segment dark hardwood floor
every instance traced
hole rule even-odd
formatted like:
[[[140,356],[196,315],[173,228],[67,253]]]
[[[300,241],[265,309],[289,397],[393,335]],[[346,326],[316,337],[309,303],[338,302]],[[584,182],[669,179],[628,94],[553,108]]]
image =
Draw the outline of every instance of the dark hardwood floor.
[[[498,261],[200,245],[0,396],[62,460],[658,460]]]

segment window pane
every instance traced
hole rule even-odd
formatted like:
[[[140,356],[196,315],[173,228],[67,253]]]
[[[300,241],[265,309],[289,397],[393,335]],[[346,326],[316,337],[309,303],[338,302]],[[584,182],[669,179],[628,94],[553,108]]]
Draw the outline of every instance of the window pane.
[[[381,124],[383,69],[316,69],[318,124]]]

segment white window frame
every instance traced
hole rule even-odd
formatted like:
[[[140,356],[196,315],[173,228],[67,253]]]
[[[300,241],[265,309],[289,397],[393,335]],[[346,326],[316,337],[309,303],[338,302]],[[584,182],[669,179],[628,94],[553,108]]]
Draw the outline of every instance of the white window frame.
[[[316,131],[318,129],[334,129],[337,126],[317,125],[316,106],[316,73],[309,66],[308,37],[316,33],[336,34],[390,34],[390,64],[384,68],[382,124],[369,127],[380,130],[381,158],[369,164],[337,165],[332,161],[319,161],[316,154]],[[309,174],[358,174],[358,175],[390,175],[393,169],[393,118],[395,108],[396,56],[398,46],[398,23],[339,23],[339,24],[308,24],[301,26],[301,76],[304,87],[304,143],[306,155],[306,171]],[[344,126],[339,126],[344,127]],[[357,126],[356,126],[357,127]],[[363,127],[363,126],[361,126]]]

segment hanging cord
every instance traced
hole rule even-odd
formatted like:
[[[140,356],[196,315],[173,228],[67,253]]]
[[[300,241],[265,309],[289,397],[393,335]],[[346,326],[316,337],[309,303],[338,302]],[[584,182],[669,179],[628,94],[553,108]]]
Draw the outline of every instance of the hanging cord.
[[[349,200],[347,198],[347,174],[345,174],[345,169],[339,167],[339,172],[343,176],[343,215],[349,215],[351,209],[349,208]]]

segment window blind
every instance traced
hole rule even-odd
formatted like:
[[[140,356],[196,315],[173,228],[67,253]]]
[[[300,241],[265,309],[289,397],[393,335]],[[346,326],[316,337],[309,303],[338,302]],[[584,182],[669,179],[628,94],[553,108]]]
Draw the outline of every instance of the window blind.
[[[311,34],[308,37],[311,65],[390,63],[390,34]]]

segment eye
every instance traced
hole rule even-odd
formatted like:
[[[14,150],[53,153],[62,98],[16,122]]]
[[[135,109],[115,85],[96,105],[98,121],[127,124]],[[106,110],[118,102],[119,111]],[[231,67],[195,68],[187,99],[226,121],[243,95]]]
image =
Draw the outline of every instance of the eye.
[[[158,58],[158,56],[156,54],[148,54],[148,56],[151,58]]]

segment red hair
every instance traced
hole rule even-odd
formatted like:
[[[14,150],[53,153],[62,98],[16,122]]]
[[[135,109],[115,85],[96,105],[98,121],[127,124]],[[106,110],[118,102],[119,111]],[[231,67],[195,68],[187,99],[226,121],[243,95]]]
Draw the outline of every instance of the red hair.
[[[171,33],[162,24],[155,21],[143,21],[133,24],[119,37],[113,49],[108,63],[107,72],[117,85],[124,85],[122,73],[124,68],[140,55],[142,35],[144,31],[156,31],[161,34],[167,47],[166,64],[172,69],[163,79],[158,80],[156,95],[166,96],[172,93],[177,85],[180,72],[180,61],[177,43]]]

GIVEN REQUEST
Reproduce every line of the material above without changes, in the same order and with the same line breaks.

FULL OUTPUT
segment dark hardwood floor
every instance traced
hole rule even-odd
formatted like:
[[[140,356],[196,315],[173,228],[67,253]]]
[[[300,241],[265,309],[289,397],[393,335]],[[346,326],[316,337],[309,303],[338,302]],[[584,182],[669,179],[628,94],[553,108]]]
image =
Draw the outline of every instance of the dark hardwood floor.
[[[498,261],[200,245],[0,396],[62,460],[658,460]]]

segment window pane
every instance traced
hole rule even-odd
formatted like:
[[[140,356],[196,315],[173,228],[67,253]]]
[[[300,241],[265,309],[289,397],[393,335]],[[346,326],[316,337],[309,303],[338,302]],[[584,182],[669,179],[628,94],[553,108]]]
Draw the outline of every instance of the window pane.
[[[381,124],[383,69],[316,69],[318,124]]]

segment white window frame
every instance traced
hole rule even-odd
formatted like:
[[[140,356],[196,315],[173,228],[67,253]]]
[[[300,241],[265,309],[289,397],[393,335]],[[346,326],[316,337],[309,303],[338,302]],[[584,182],[669,179],[628,94],[553,108]]]
Draw the outline of every instance of the white window frame.
[[[316,131],[318,129],[334,129],[337,126],[317,125],[316,106],[316,73],[309,66],[308,37],[316,33],[336,34],[390,34],[390,64],[384,68],[382,124],[369,127],[380,130],[381,158],[369,164],[337,165],[332,161],[319,161],[316,154]],[[309,174],[358,174],[358,175],[390,175],[393,169],[393,118],[395,108],[396,56],[398,46],[398,23],[339,23],[339,24],[308,24],[301,26],[301,76],[304,87],[304,143],[306,155],[306,171]],[[344,126],[339,126],[344,127]],[[357,126],[356,126],[357,127]],[[363,127],[363,126],[361,126]]]

segment hanging cord
every instance traced
hole rule even-odd
formatted like:
[[[140,356],[196,315],[173,228],[67,253]]]
[[[300,241],[265,309],[289,397],[393,335]],[[346,326],[316,337],[309,303],[338,302]],[[584,182],[669,179],[628,94],[553,108]]]
Draw the outline of every instance of the hanging cord.
[[[349,200],[347,198],[347,174],[345,174],[345,169],[339,167],[339,172],[343,176],[343,215],[349,215],[351,209],[349,208]]]

segment window blind
every instance traced
hole rule even-odd
formatted like:
[[[140,356],[196,315],[173,228],[67,253]]]
[[[300,241],[265,309],[289,397],[393,335]],[[346,326],[316,337],[309,303],[338,302]],[[584,182],[669,179],[628,94],[553,108]]]
Draw the outline of every instance of the window blind.
[[[311,34],[308,37],[311,65],[390,63],[390,34]]]

segment eye
every instance traced
hole rule even-odd
formatted like:
[[[14,150],[53,153],[62,98],[16,122]]]
[[[135,109],[115,85],[96,105],[98,121],[127,124]],[[106,110],[118,102],[119,111]],[[231,67],[195,68],[187,99],[226,121],[243,95]]]
image =
Draw the outline of every instance of the eye.
[[[158,58],[158,56],[156,54],[148,54],[148,56],[151,58]]]

segment red hair
every instance traced
hole rule even-odd
formatted like:
[[[14,150],[53,153],[62,98],[16,122]]]
[[[135,109],[115,85],[96,105],[98,121],[127,124]],[[106,110],[118,102],[119,111]],[[231,67],[195,68],[187,99],[226,121],[243,95]]]
Draw the outline of every instance of the red hair.
[[[171,33],[162,24],[155,21],[143,21],[133,24],[119,37],[113,49],[108,63],[107,72],[117,85],[124,85],[122,73],[124,68],[140,55],[142,35],[144,31],[156,31],[161,34],[167,47],[166,64],[172,69],[163,79],[158,80],[156,95],[166,96],[172,93],[177,85],[180,72],[180,61],[177,43]]]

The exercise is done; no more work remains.